--- begin Working data ---
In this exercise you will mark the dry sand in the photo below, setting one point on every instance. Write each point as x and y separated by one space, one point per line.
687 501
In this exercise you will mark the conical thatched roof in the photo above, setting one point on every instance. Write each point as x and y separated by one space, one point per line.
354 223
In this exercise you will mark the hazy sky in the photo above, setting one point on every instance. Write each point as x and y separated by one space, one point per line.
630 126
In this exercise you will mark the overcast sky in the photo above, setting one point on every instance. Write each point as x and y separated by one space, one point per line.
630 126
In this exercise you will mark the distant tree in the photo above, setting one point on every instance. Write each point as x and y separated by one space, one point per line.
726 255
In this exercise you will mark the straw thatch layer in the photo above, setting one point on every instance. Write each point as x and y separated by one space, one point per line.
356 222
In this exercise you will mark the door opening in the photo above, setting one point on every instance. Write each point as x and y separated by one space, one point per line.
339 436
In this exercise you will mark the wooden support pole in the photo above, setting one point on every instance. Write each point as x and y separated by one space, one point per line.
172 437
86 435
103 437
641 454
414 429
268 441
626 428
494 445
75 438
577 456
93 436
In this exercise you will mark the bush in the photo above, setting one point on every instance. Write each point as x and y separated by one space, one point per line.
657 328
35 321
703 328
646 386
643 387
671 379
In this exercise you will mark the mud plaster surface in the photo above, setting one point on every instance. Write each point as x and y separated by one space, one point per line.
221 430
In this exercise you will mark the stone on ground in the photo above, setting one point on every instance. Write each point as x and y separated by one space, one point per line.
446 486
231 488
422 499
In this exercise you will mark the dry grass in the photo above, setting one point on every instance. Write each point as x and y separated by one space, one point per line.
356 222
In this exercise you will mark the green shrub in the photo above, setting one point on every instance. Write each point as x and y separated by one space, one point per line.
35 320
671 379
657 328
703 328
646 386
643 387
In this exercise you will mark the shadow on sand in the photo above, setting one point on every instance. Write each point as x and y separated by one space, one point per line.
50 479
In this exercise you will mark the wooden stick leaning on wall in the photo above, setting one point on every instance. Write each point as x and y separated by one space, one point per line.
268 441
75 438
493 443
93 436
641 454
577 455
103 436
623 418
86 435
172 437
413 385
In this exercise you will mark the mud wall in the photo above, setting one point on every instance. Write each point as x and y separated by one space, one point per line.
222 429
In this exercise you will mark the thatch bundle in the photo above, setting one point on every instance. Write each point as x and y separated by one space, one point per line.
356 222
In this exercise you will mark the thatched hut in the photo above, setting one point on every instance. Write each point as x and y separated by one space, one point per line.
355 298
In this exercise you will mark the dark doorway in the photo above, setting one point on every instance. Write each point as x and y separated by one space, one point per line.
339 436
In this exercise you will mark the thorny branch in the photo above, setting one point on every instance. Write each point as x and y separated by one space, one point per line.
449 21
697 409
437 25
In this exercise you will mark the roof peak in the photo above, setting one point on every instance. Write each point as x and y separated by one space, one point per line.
--- end Working data ---
### Set problem
Rewrite the items above, from the line containing "In this exercise you will mark the thorny" through the end of the items, with "every instance" changed to "each instance" and nothing else altered.

### Solution for this exercise
In this exercise you will mark the thorny branch in the photo above, setting one point on each instance. Write each point as x and y separated by one space, one point per line.
449 21
697 409
437 25
In this exercise you will mark the roof peak in the photo above, setting one point on each instance. Write each point as x and y separated by one space, one point per line.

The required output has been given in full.